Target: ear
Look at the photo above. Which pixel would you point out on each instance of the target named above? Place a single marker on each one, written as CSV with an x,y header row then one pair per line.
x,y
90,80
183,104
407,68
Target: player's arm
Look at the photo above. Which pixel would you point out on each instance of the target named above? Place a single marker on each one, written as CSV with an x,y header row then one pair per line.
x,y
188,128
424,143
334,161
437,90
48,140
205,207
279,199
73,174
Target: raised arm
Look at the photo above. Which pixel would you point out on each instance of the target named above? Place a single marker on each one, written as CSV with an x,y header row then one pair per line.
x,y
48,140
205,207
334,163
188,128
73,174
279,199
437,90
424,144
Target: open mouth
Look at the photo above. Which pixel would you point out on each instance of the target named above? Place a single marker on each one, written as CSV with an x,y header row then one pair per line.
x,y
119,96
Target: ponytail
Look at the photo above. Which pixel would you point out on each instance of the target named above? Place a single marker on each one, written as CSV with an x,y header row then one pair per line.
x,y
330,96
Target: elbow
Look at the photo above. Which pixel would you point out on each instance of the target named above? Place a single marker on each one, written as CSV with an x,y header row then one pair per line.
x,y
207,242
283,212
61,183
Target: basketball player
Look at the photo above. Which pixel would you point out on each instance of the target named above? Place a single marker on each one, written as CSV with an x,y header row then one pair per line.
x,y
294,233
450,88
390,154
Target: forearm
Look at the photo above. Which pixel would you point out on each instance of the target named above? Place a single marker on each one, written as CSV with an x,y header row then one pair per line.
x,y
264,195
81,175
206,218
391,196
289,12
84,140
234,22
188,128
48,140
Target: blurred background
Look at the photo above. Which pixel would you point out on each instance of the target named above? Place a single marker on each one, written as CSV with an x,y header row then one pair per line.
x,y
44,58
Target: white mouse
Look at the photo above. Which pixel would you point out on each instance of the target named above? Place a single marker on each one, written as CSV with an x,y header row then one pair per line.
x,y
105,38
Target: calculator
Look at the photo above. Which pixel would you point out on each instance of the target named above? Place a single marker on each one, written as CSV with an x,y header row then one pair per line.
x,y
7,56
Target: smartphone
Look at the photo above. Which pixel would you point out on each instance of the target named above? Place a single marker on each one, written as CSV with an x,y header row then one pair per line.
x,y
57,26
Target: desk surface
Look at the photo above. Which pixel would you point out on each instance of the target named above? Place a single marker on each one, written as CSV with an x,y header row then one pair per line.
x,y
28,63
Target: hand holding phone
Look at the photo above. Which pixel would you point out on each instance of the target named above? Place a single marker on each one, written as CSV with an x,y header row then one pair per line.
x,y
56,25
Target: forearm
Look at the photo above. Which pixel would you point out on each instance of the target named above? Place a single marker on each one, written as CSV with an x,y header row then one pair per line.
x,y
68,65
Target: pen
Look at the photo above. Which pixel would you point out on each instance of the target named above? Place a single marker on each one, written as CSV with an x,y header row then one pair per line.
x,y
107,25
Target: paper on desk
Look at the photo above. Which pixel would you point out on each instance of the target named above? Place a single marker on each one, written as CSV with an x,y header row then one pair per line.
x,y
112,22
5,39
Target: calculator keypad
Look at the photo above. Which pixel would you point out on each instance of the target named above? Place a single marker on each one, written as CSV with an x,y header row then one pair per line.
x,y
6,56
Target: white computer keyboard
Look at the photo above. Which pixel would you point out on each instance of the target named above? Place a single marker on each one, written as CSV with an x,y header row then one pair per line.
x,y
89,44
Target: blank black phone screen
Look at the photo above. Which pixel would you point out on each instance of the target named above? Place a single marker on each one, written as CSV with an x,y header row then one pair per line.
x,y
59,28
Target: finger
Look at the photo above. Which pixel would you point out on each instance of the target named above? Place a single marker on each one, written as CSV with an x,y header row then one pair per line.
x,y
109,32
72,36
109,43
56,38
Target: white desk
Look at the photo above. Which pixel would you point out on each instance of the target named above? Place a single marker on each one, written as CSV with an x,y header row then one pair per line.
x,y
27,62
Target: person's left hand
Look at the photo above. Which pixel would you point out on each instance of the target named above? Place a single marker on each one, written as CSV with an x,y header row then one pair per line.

Work to do: Rewrite the rows above with "single marker" replaced by "single point" everywhere it occurs, leaving everything else unchanged.

The output:
Target: ear
Look at the photo above. Which pixel would you point out on each instance of the target named above? Place a single point on each one, written as CSV with an x,y header row then one pair per line.
x,y
90,80
183,104
407,68
Target: player's arm
Look at the photo above. Which pixel would you point out on each instance of the target named above? Place a single point on each one, written as CSV with an x,y header row then one pair per line.
x,y
188,128
424,143
334,161
437,90
48,140
205,207
279,199
73,174
Target: raised arm
Look at the photo above. Which pixel would you point out on each instance of the target named above? Place a single point on each one, written as CSV with an x,y header row then one pair per line.
x,y
48,140
205,207
334,163
188,128
73,174
279,199
437,90
424,144
Target: open mouth
Look at the photo above. Which pixel would you point out on each instance of the target named above? Place a single point on each one, written as CSV with an x,y header row then one pair per line.
x,y
119,96
Target: ponytail
Look at the photo above. Which pixel would you point out on each instance of the target named above? Place a single point on each one, written as CSV with an x,y header row then one pair per line.
x,y
330,96
Target: elbow
Look at the photo above. Which pixel would you point out on each instance of the target named above? Place a single point on each one, written as CSV with an x,y header row then one pair per line.
x,y
207,242
283,212
61,183
Target: basketball player
Look at the photo above. Which pixel would you point out on each instance of the target named above? Place a single point on each one, written as CSV with an x,y header row then one pair per line.
x,y
294,233
450,88
390,154
Target: forearm
Look at the photo above. Which pixel would you point out on each instance of the target named above? Place a single point on each one, written as CSV with an x,y header row then one pair per line.
x,y
264,195
81,175
206,218
391,196
289,12
84,140
234,22
188,128
48,140
Target: blurred background
Look at the photo above. Which pixel would you point out on each instance of the target named above? Place a single point on each one, written as CSV with an x,y header row then one pair per line.
x,y
44,58
Target: white mouse
Look at the photo above. Which pixel would you point out on each instance of the target named above? Place a single point on each one, written as CSV with an x,y header row then one pair per line.
x,y
105,38
Target: calculator
Look at the photo above. Which pixel would you point out on each instance of the target named above? Place a single point on each one, written as CSV with an x,y header row then one pair per line.
x,y
7,56
Target: smartphone
Look at the photo above. Which pixel would you point out on each instance of the target named above? Place a single point on each one, written as CSV with an x,y header row then one pair per line.
x,y
57,26
Target: desk surface
Look at the photo above. Which pixel would you point out on each instance of the target named above? Place a single point on each one, written as CSV with an x,y header row then one pair per line.
x,y
28,63
Target: hand holding phone
Look at the photo above. Which pixel would you point out on each instance of the target named above? Place a single point on each one, written as CSV with an x,y header row then one pair per line.
x,y
56,25
Target: forearm
Look at the photo above. Which pixel would you point out on each instance of the target named above? Place a single point on each one, written as CSV with an x,y header row then one pair per line.
x,y
68,65
Target: pen
Look at the photo above. Which pixel would you point out on each instance of the target named above? Place a single point on each one, written as CSV with an x,y header row then one pair per line.
x,y
107,25
Target: paper on desk
Look at the photo above. Which pixel would you point out on each instance of the target named above? Place a single point on each one, written as CSV with an x,y header row then one pair per line.
x,y
112,22
5,39
Target: calculator keypad
Look at the photo above. Which pixel would you point out on each instance of the target named above? Place a single point on each one, written as CSV with an x,y header row then one pair per line.
x,y
6,56
Target: white computer keyboard
Look at the photo above. Which pixel would you point out on each instance of the target named above? Place a single point on each one, written as CSV with an x,y header row then one pair per line.
x,y
89,44
Target: blank black phone screen
Look at the photo above. Which pixel would you point out on each instance of the target named above? Place a single point on each one, written as CSV with an x,y header row then one pair per line.
x,y
59,28
Target: finger
Look at the photo above. Which pixel would you point out on each instance of the target named above? Place a single point on each one, written as CSV with an x,y header row then one pair per line.
x,y
109,32
72,36
109,43
56,38
Target: white desk
Look at the photo above. Which pixel would you point out on each instance of the target named above? Place a single point on each one, written as CSV with an x,y header row then one pair per line.
x,y
27,62
Target: person's left hand
Look at the photo above. Which pixel would you point out on each instance of the target named above? Place a single point on each one, written as CSV with an x,y header row then one pair per line.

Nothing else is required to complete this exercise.